* [Direction]:
Every record below is to be retyped exactly.

----- Supplied data -----

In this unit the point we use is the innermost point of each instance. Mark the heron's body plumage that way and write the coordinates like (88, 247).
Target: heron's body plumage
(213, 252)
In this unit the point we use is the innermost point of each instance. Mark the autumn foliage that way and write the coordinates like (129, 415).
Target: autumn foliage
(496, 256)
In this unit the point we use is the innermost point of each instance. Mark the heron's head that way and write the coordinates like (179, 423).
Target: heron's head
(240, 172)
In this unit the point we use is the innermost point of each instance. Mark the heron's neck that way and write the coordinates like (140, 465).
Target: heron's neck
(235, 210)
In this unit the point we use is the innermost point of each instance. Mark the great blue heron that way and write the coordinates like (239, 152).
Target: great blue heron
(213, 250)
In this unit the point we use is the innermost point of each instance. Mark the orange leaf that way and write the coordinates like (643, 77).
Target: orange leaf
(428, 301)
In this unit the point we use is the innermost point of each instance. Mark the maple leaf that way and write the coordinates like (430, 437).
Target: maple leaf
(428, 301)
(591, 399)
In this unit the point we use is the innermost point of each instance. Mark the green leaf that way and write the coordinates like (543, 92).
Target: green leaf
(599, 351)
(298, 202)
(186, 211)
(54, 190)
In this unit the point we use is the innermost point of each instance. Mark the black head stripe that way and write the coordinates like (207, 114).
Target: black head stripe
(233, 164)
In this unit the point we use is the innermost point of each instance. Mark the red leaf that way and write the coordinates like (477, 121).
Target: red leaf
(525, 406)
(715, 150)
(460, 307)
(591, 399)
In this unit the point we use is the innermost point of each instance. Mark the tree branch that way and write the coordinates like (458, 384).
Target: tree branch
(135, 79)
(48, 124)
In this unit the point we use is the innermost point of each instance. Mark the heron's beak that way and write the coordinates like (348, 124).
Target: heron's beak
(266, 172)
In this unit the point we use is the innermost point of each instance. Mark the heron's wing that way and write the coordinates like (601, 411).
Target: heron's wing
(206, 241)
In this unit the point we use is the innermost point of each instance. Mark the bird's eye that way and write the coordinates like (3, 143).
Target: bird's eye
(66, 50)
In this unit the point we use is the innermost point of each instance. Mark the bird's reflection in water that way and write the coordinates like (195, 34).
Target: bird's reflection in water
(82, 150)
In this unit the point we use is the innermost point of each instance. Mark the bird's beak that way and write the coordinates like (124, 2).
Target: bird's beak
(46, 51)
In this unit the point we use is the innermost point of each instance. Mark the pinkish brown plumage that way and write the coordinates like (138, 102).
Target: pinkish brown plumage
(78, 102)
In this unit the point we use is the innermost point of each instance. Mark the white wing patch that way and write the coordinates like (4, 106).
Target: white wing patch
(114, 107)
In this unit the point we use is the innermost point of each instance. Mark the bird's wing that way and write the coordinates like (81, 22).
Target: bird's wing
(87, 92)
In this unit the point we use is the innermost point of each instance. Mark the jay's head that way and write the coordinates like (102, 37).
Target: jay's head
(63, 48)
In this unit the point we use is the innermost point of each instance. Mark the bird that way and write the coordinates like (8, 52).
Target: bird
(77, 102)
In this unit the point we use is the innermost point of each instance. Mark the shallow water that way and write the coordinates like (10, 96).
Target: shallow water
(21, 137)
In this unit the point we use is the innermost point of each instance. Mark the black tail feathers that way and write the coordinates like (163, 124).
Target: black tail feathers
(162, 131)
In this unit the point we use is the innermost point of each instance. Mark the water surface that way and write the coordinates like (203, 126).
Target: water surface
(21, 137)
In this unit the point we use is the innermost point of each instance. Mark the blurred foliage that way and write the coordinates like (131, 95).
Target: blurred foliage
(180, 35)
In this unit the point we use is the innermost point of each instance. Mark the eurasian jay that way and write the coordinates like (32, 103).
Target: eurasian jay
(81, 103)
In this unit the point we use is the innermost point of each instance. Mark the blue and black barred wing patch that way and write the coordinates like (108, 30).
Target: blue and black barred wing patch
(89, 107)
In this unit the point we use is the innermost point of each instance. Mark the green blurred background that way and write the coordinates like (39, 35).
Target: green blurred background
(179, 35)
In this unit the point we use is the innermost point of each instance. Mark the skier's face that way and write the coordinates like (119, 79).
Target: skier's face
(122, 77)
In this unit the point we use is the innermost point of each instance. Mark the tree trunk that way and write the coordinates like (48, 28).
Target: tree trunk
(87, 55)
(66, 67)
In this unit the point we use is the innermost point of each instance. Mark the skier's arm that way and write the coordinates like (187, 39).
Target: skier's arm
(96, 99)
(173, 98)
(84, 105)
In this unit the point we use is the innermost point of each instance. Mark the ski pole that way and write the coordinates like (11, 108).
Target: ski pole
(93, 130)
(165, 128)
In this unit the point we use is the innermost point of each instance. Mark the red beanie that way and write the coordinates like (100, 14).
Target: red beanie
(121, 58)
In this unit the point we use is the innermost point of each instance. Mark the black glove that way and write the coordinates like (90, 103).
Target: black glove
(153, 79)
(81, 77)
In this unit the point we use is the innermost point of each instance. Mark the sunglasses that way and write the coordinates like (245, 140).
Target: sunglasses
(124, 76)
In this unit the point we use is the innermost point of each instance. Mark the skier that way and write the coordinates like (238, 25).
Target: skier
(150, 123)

-----

* [Result of the task]:
In this unit the point we use is the innermost point of each instance. Mark the heron's body plumage that way and write the coordinates like (88, 247).
Target: heron's body plumage
(213, 252)
In this unit the point we use is the innermost point of each instance. Mark the autumn foliage that way and write the coordinates like (129, 415).
Target: autumn foliage
(496, 256)
In this unit the point we use is the innermost point of each instance. Mark the heron's head that way and write the coordinates like (179, 423).
Target: heron's head
(240, 172)
In this unit the point we use is the innermost point of each instance. Mark the heron's neck that way and write the coordinates like (140, 465).
Target: heron's neck
(235, 210)
In this unit the point we use is the innermost point of each instance. Mark the great blue heron that way and write the coordinates like (239, 152).
Target: great blue heron
(213, 250)
In this unit the point we use is the innermost point of each instance. Mark the orange leaf that way and write the coordinates like (643, 77).
Target: orange leaf
(428, 301)
In this unit the point we use is the innermost point of each instance. Mark the maple leaf that way and write the coordinates like (430, 437).
Target: maple leaf
(428, 301)
(591, 399)
In this unit the point we use is the innermost point of each instance. Mark the green leaf that way and write the coordinates like (543, 92).
Target: green leaf
(599, 351)
(298, 202)
(186, 211)
(54, 190)
In this unit the point we use is the innermost point of each instance. Mark the black head stripe that way and write the coordinates like (207, 114).
Target: black head stripe
(233, 164)
In this unit the point we use is the innermost point of each instance. Mark the red leaf that way and write the coordinates like (477, 121).
Target: red leaf
(525, 406)
(715, 150)
(460, 307)
(591, 399)
In this unit the point we use is the innermost point of each instance. Mark the tree branch that way and write the coordinates like (458, 384).
Target: tree branch
(135, 79)
(48, 124)
In this unit the point we use is the innermost point of each instance. Mark the heron's beak that way and write the coordinates like (348, 124).
Target: heron's beak
(266, 172)
In this unit the point we use is the innermost point of each instance. Mark the heron's wing that way and write the coordinates like (601, 411).
Target: heron's wing
(206, 241)
In this unit the point we use is the innermost point of each instance. Mark the bird's eye that way and write the coordinates like (3, 143).
Target: bird's eye
(66, 50)
In this unit the point we use is the innermost point of each instance. Mark the bird's reflection in water that way and write the coordinates like (195, 34).
Target: bird's reflection in water
(82, 150)
In this unit the point we use is the innermost point of each instance. Mark the bird's beak that way and write the coordinates like (124, 2).
Target: bird's beak
(46, 51)
In this unit the point we use is the innermost point of each instance. Mark the pinkish brown plumage that way and write the coordinates like (138, 102).
Target: pinkish brown plumage
(78, 102)
In this unit the point we use is the innermost point of each instance. Mark the white wing patch that way and write the coordinates like (4, 106).
Target: white wing patch
(114, 107)
In this unit the point we use is the innermost point of each instance. Mark the bird's wing that way and write the coordinates like (81, 22).
Target: bird's wing
(87, 92)
In this unit the point we use is the innermost point of each instance. Mark the jay's head that way and write the coordinates like (102, 37).
Target: jay's head
(63, 48)
In this unit the point we use is the innermost point of each instance. Mark the bird that way and write the coordinates like (8, 52).
Target: bird
(77, 102)
In this unit the point we use is the innermost point of each instance. Mark the shallow water that way and write the coordinates like (10, 96).
Target: shallow water
(21, 137)
In this unit the point we use is the innermost point of each instance. Mark the black tail feathers that way and write the coordinates like (163, 124).
Target: black tail feathers
(162, 131)
In this unit the point we use is the innermost point of each instance. Mark the water surface that way and write the coordinates like (203, 126).
Target: water surface
(21, 137)
In this unit the point we use is the innermost point of each instance. Mark the blurred foliage that way and write the coordinates like (131, 95).
Target: blurred foliage
(180, 35)
In this unit the point we use is the innermost point of each instance. Mark the eurasian jay that way and write the coordinates like (32, 103).
Target: eurasian jay
(81, 103)
In this unit the point we use is the innermost point of each instance. Mark the blue and black barred wing patch that way and write the coordinates like (108, 30).
Target: blue and black barred wing patch
(89, 107)
In this unit the point we use is the innermost point of each instance. Mark the green blurred background that way and write the coordinates like (39, 35).
Target: green blurred background
(179, 35)
In this unit the point we use is the innermost point of each instance. Mark the skier's face that way and write the coordinates like (119, 79).
Target: skier's face
(122, 77)
In this unit the point we use is the innermost point of each instance. Mark the tree trunk that way and write the coordinates like (48, 28).
Target: tree trunk
(87, 55)
(66, 67)
In this unit the point we use is the innermost point of each instance. Mark the skier's arm that way and write the coordinates like (187, 39).
Target: skier's arm
(96, 99)
(173, 98)
(84, 105)
In this unit the point we use is the innermost point of each instance. Mark the ski pole that way and write the coordinates like (11, 108).
Target: ski pole
(93, 130)
(165, 128)
In this unit the point we use is the innermost point of each instance. Mark the red beanie that way and write the coordinates like (100, 14).
Target: red beanie
(121, 58)
In this unit the point we use is the innermost point of each instance. Mark the black glove that way and write the coordinates like (90, 103).
Target: black glove
(153, 79)
(81, 77)
In this unit the point we use is the innermost point of each instance. Mark the sunglasses that way and write the coordinates like (245, 140).
Target: sunglasses
(124, 76)
In this unit the point we use is the innermost point of each instance. Mark the skier that way and write the coordinates like (238, 25).
Target: skier
(150, 123)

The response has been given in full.